Copy the part of the article on Predrag J. Marković that starts at "Personal details" and stops after "Party of Serbia.".

Reading passage:
══════════════════════════════
Member of the National Assembly
- In office 3 August 2020 – 19 May 2021

Personal details
- Born: 6 September 1965 (age 60) Belgrade, SR Serbia, SFR Yugoslavia
- Party: DS (until 2014) DJB (2014–2015) SPS (2015–present)
- Children: 2
- Alma mater: University of Belgrade
- Occupation: Politician
- Profession: Historian

= Predrag J. Marković =

Serbian politician and historian

Predrag J. Marković (born 6 September 1965) is a Serbian politician and historian. A member of the National Assembly of Serbia from 2020 to 2021, he is currently serving as one of the vice-presidents of the Socialist Party of Serbia.

== Early life ==
Marković was born on 6 September 1965 in Belgrade, SR Serbia, SFR Yugoslavia. He graduated history from the Faculty of Philosophy of the University of Belgrade in 1995.

== Career ==
Marković was a member of the Democratic Party until 2014, when he left the party and joined the Enough is Enough movement. He was its member until 2015 when he joined the Socialist Party of Serbia and became one of its vice-presidents.

He became a member of the National Assembly of Serbia after the 2020 parliamentary election, though he resigned on 19 May 2021.

== Personal life ==
He is married and has two children.

==Works==
- Books
- Beograd i Evropa 1918-1941. – Evropski uticaji na modernizaciju Belgradea, (Belgrade: Savremena administracija, 1992), 234.
- Beograd između Istoka i Zapada 1948-1965, (Belgrade: Službeni list 1996) 547.
- Sindikati Beograda 1945-1998,co-author sa V. Glišićem, M. Pavlovićem, M. Aćimovićem (Belgrade: Gradsko veće SSJ, 1999), 536
- Radna sveska iz istorije za 8. razred osnovne školeco-author sa K. Nikolićem, (Belgrade: Zavod za udžbenike i nastavna sredstva, 2002), 92 (prevedena na mađarski, rumunski i slovački; drugo prošireno izdanje 2004), 96.
- Ethnic Stereotypes: ubiquitous, local, or migrating phenomena? -The Serbian-Albanian Case, (Bonn:Michael Zikic Stiftung, 2003) 95 (drugo izdanje 2004)
══════════════════════════════
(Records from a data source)

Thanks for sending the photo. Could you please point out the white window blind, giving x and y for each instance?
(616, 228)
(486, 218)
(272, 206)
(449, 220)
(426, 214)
══════════════════════════════
Solution:
Personal details
- Born: 6 September 1965 (age 60) Belgrade, SR Serbia, SFR Yugoslavia
- Party: DS (until 2014) DJB (2014–2015) SPS (2015–present)
- Children: 2
- Alma mater: University of Belgrade
- Occupation: Politician
- Profession: Historian

= Predrag J. Marković =

Serbian politician and historian

Predrag J. Marković (born 6 September 1965) is a Serbian politician and historian. A member of the National Assembly of Serbia from 2020 to 2021, he is currently serving as one of the vice-presidents of the Socialist Party of Serbia.